EXERCISE DIRECTIONS:
Reproduce the passage below on helping your doctor help you, word for word and in full.

GIVEN PASSAGE:

== Segment start ==

Tuesday, 8 October 2013

The Good, The Bad or The Common? Help your doctor help you

I have found during my training as a doctor that medicine is just as much an art as it is a science. Few things are absolute or 100%. New studies come out daily, which change the way we practice. Different countries, even provinces may follow different guidelines. It is not that one is necessarily wrong, or the other is right… it is just different.

When patients go to the doctor, say for a headache, doctors are trained to formulate a differential diagnosis. Most of the time we cannot guarantee 100% what is going on. Investigations may need to be done, and follow up appointments made. Treatments may be attempted, stopped and then reassessed many times. When formulating a list of possible diagnoses, most physicians include things that are common and things that are life threatening (even though it may be unlikely). Next time you go to the doctor with an issue, say abdominal pain, here is a little mnemonic to help the visit go smoothly. Being less vague about a complaint will help the doctor arrive at a diagnosis, which in turn will get you the appropriate treatment faster. There are a lot of different ones to use, but this one is relatively easy to remember - OPQRST.

== Segment end ==

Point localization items

== Segment start ==

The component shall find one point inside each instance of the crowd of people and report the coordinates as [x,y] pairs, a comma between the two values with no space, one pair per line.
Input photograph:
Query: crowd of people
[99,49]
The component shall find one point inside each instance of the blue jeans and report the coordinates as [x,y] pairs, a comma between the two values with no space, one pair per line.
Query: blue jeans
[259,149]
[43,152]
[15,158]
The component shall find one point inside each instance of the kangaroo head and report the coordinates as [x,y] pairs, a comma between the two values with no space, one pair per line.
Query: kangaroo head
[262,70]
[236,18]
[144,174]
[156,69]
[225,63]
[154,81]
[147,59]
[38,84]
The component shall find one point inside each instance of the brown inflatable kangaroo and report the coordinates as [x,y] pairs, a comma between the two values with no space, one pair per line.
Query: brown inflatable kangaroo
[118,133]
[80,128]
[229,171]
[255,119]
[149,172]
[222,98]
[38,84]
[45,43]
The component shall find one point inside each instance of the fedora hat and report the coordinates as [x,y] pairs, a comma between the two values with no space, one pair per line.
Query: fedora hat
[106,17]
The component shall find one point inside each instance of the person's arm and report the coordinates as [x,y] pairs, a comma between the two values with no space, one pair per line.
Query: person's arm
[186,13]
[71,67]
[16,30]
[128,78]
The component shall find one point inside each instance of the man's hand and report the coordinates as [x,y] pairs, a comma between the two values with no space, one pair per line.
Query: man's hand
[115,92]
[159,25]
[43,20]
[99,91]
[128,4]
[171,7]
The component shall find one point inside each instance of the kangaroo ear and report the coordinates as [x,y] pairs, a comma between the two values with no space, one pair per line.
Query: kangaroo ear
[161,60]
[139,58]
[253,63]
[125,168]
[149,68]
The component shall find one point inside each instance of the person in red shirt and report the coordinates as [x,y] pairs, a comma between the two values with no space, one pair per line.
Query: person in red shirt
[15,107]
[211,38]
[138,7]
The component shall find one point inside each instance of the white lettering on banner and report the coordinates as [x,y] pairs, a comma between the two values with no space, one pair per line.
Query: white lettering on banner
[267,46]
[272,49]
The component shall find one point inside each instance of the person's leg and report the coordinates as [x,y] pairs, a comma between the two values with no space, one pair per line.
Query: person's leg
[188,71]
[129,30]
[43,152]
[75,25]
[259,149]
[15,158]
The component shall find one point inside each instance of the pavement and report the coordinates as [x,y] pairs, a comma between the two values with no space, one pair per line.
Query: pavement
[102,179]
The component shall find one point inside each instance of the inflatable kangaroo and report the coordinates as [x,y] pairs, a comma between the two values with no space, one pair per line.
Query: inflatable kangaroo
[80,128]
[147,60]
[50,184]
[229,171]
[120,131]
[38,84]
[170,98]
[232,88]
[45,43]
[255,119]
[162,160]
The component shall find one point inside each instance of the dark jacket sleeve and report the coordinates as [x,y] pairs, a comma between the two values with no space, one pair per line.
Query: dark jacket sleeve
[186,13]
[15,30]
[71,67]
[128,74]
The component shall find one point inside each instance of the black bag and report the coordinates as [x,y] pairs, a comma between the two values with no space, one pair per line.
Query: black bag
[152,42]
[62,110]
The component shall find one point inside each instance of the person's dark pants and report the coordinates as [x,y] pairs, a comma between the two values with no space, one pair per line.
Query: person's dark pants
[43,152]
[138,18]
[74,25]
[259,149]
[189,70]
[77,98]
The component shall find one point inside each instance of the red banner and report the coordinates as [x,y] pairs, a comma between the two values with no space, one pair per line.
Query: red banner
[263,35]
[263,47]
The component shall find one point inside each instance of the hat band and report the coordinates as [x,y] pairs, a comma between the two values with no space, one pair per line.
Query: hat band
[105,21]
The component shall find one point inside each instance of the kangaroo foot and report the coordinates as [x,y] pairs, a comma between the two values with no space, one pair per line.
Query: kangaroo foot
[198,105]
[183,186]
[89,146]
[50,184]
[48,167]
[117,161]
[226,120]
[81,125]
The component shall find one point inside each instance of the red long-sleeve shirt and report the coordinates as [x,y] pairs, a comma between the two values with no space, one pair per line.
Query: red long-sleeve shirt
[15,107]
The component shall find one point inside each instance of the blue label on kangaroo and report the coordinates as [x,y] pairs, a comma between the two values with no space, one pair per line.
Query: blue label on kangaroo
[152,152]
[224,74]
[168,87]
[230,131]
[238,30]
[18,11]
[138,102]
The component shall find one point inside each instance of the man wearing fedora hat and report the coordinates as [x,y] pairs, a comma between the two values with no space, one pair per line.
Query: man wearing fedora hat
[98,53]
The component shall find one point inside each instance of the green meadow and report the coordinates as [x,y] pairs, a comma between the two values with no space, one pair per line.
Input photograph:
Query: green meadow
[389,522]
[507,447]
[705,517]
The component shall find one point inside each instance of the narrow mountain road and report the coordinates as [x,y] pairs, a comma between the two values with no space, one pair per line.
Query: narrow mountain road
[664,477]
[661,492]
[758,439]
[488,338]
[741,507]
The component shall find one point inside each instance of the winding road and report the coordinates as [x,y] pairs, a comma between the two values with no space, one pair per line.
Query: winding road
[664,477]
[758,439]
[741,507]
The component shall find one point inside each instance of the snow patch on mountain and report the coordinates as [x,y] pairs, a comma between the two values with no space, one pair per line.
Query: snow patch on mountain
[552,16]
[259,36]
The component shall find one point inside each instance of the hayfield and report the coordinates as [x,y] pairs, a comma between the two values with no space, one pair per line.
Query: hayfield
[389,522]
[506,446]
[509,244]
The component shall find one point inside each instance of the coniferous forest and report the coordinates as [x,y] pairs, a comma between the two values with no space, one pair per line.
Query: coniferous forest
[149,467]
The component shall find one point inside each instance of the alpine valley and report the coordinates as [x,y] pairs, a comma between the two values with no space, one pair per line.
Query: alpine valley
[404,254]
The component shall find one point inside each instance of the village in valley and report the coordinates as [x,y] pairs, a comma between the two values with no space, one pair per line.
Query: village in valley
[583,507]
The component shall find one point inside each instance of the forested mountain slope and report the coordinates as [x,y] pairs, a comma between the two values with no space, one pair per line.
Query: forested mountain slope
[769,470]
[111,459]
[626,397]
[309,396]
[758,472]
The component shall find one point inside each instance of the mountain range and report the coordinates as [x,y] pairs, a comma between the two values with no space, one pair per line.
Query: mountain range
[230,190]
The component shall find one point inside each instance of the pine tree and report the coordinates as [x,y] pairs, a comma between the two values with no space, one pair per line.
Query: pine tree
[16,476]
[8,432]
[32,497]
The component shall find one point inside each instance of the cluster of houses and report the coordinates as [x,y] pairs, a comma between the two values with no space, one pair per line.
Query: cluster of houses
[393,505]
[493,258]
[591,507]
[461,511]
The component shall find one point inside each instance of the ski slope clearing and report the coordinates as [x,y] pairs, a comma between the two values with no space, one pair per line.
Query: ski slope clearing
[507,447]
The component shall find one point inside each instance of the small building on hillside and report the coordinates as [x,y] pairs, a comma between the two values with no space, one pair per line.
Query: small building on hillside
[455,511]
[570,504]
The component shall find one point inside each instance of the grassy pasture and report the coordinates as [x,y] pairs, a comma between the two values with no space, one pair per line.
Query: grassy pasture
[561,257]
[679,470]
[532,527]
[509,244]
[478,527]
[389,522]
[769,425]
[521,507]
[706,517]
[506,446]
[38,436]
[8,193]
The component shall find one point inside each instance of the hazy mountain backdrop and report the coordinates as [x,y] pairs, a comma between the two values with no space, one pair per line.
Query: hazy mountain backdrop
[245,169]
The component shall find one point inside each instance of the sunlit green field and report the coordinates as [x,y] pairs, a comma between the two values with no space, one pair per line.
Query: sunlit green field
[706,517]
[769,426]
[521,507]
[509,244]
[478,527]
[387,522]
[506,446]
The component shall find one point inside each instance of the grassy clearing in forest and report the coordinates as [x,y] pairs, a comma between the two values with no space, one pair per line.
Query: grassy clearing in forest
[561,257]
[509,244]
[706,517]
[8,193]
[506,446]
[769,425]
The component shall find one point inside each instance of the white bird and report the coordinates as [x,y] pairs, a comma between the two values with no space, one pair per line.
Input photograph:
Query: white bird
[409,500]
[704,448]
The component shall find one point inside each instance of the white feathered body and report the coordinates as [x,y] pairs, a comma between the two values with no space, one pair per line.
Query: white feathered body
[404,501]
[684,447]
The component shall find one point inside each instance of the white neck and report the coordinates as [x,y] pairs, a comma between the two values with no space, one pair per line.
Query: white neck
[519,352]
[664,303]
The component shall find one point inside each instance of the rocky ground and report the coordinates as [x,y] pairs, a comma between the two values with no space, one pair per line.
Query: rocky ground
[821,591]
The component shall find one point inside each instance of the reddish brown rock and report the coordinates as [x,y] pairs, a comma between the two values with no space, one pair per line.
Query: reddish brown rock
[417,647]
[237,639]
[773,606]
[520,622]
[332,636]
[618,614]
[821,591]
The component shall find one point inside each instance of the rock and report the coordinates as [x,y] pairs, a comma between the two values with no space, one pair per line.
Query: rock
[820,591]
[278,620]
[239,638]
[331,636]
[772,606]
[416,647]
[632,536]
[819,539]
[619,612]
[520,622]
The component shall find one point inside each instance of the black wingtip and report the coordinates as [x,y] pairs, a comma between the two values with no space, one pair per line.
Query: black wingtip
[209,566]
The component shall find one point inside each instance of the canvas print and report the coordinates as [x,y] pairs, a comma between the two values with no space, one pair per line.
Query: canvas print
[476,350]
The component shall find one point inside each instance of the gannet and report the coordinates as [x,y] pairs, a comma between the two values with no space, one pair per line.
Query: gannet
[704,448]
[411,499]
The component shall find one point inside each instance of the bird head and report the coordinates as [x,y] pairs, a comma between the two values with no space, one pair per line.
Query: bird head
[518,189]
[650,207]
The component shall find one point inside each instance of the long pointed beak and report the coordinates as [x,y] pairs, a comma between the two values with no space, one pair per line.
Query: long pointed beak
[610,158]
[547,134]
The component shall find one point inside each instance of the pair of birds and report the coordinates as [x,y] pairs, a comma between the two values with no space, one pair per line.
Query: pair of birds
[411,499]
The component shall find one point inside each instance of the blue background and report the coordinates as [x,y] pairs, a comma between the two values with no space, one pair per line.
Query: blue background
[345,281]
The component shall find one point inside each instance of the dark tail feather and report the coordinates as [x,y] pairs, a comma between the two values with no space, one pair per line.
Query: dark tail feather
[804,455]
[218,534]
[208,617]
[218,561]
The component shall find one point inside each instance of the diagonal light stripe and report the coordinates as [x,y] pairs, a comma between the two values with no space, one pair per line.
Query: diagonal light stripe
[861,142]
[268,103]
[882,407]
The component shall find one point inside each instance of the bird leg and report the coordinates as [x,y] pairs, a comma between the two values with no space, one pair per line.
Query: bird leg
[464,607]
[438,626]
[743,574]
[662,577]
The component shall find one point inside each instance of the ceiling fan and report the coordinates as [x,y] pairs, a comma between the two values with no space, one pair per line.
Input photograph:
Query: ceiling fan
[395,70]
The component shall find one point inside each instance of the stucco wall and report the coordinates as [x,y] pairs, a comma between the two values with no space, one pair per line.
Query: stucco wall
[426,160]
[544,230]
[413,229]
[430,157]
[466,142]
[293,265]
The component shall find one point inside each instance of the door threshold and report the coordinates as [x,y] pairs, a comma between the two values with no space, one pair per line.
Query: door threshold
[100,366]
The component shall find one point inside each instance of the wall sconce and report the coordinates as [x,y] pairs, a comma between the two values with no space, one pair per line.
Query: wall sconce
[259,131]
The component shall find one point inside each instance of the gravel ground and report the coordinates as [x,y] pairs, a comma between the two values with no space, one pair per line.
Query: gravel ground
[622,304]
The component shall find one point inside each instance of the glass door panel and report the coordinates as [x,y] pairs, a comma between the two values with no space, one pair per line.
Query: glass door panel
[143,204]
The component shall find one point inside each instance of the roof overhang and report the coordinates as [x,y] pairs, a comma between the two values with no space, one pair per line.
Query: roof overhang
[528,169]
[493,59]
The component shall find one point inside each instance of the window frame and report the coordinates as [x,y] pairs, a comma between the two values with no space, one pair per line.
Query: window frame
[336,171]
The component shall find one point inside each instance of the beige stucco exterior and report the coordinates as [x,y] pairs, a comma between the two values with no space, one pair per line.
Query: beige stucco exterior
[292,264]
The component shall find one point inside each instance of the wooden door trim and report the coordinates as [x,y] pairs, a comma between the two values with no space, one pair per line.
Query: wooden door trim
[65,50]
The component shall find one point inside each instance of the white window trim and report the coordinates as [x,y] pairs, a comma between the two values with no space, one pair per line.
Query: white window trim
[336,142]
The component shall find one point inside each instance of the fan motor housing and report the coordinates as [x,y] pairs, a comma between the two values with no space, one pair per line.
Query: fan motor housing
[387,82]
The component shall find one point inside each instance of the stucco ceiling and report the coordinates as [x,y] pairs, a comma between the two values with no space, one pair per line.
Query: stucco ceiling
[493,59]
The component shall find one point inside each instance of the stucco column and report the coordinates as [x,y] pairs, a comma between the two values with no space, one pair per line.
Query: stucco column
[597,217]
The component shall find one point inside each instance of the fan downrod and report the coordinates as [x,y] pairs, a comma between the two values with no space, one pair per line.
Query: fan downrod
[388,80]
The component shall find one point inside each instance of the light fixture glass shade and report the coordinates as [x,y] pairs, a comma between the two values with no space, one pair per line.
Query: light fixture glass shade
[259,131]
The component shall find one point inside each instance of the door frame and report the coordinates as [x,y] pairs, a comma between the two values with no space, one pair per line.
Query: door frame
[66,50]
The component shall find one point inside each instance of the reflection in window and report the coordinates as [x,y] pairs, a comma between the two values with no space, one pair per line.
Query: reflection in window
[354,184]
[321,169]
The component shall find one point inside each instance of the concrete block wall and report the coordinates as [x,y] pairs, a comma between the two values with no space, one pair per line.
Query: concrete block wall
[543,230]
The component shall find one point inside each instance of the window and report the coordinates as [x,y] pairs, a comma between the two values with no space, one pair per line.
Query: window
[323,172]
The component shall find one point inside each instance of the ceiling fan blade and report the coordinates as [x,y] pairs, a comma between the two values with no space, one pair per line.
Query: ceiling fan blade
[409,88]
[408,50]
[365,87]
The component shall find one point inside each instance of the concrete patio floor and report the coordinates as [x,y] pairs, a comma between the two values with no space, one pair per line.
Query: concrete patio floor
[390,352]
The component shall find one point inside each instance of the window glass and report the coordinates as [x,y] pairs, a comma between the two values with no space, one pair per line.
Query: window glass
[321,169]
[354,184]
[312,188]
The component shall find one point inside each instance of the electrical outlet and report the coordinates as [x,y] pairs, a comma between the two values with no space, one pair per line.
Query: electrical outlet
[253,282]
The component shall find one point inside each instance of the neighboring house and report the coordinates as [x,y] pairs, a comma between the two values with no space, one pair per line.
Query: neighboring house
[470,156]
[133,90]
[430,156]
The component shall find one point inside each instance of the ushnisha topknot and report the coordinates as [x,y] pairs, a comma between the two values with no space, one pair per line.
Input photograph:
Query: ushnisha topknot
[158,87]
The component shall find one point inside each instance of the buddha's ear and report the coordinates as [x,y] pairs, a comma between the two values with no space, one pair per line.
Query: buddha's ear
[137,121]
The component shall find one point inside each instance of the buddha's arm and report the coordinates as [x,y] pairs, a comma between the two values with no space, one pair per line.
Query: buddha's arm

== Segment end ==

WRITTEN RESPONSE:
Tuesday, 8 October 2013

The Good, The Bad or The Common? Help your doctor help you

I have found during my training as a doctor that medicine is just as much an art as it is a science. Few things are absolute or 100%. New studies come out daily, which change the way we practice. Different countries, even provinces may follow different guidelines. It is not that one is necessarily wrong, or the other is right… it is just different.

When patients go to the doctor, say for a headache, doctors are trained to formulate a differential diagnosis. Most of the time we cannot guarantee 100% what is going on. Investigations may need to be done, and follow up appointments made. Treatments may be attempted, stopped and then reassessed many times. When formulating a list of possible diagnoses, most physicians include things that are common and things that are life threatening (even though it may be unlikely). Next time you go to the doctor with an issue, say abdominal pain, here is a little mnemonic to help the visit go smoothly. Being less vague about a complaint will help the doctor arrive at a diagnosis, which in turn will get you the appropriate treatment faster. There are a lot of different ones to use, but this one is relatively easy to remember - OPQRST.